Please repeat all of the lines that follow, exactly as written.

— begin —

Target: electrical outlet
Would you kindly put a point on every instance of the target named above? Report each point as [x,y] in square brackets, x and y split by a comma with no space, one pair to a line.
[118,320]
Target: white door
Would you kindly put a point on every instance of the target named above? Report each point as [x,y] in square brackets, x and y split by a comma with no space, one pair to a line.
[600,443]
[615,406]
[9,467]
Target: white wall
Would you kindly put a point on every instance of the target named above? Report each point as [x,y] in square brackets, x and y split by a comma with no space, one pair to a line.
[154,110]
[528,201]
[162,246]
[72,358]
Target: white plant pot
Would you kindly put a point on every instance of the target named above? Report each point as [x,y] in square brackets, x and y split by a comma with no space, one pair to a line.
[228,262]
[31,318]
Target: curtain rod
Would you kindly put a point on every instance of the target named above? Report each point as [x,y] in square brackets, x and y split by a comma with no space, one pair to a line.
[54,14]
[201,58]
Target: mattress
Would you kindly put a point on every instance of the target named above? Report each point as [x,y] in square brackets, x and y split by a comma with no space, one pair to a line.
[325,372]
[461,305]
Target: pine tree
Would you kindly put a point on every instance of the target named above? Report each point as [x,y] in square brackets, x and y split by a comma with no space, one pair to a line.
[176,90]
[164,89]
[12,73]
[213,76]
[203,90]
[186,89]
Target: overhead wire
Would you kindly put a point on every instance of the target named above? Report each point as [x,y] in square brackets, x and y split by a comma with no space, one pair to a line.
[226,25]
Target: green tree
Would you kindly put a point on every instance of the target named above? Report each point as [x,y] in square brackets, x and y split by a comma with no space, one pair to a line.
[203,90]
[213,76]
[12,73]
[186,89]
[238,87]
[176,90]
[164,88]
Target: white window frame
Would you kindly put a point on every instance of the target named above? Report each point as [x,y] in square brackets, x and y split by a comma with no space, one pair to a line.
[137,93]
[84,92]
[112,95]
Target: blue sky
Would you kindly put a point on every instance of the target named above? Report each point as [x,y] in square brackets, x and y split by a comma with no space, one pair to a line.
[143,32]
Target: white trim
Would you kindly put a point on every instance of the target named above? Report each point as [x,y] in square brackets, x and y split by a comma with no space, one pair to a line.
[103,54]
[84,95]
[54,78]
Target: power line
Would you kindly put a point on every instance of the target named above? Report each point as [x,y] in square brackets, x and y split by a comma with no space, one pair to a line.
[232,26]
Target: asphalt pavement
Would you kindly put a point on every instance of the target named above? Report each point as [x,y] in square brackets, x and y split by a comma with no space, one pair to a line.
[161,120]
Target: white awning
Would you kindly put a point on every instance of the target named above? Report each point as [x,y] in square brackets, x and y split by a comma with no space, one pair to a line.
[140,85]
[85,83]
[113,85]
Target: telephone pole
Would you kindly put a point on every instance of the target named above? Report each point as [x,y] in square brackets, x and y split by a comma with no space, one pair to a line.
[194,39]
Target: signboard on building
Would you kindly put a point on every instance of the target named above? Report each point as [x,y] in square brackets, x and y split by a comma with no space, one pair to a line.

— end —

● **THE SOLUTION**:
Target: electrical outlet
Would you kindly put a point on every instance of the target named above? Report each point as [x,y] in square brackets, x and y split by a comma with no space, one pair to a line.
[118,320]
Target: white door
Would you kindly put a point on every instance of the target named above? Report each point as [x,y] in square brackets, x and y split by a comma with no space, one pair to a line.
[600,443]
[615,406]
[9,467]
Target: white wall
Would you kindly put a point on every instance of the target named above? Report each point as [x,y] in square brackets, x and y split by a comma with no space, one pair to a line.
[154,110]
[528,201]
[162,246]
[72,358]
Target: white plant pot
Would you kindly put a point on every instance of the target named above? Report each point as [x,y] in square brackets, x and y split by a comma with no space, one pair to a line.
[228,262]
[31,318]
Target: curtain rod
Would you kindly put a point on every instance of the target named above? Report each point as [x,y] in square brackets, x and y split by a comma with no space, one pair to a line.
[54,14]
[201,58]
Target: mattress
Would you kindly put a point on every instance of the target named above? Report each point as [x,y] in square brackets, x and y split by a comma with no space, one pair to a line.
[325,372]
[461,305]
Target: pine tree
Would you kindly put a point on every instance of the target named above? Report each point as [x,y] in square brackets, x and y split by a comma with no space, one pair to a line.
[176,90]
[164,89]
[12,73]
[213,76]
[203,90]
[186,89]
Target: overhead wire
Would you kindly put a point on every instance of the target named above? Report each point as [x,y] in square brackets, x and y split by a comma with no space, one pair to a line.
[226,25]
Target: green tree
Would you kindly put a point on every instance of the target named above? Report each point as [x,y] in square brackets, x and y split by a comma with no space, one pair to a line.
[203,90]
[213,76]
[12,73]
[186,89]
[238,87]
[176,90]
[164,88]
Target: white window frame
Would you kindly put a point on every instance of the target named above? Report each point as [x,y] in square brackets, x and y split by a comma with no space, one pair to a line.
[137,93]
[84,92]
[112,95]
Target: blue sky
Would you kindly put a point on every instance of the target named above? Report each point as [x,y] in square brackets, x and y split by a comma with no space, one pair to a line.
[143,32]
Target: white trim
Would you kindly put a point on every instance of the target named above? Report each point as [x,y] in square brackets, x and y split by a comma with no space, one pair to a line.
[103,54]
[84,95]
[54,78]
Target: power line
Would you kindly put a point on every instance of the target named above? Report each point as [x,y] in square brackets, x and y split by a comma with no space, one pair to a line.
[232,26]
Target: asphalt pavement
Would you kindly put a point on every instance of the target named above? Report each point as [x,y] in square brackets, x and y split by a comma with no space, one pair to a line.
[161,120]
Target: white awning
Would you kindly put a point on every instance of the target named above? Report each point as [x,y] in square brackets, x and y split by a comma with no space, one pair to a line.
[140,85]
[85,83]
[113,85]
Target: telephone pole
Would you kindly put a point on every instance of the target named above? Report each point as [x,y] in square brackets, x and y split by a comma with no space, one pair to a line.
[194,39]
Target: signboard on building
Would you kindly put a point on every instance of the target named above? Report each point as [x,y] in square brackets, x and y split by a comma with no space, one pair to a line.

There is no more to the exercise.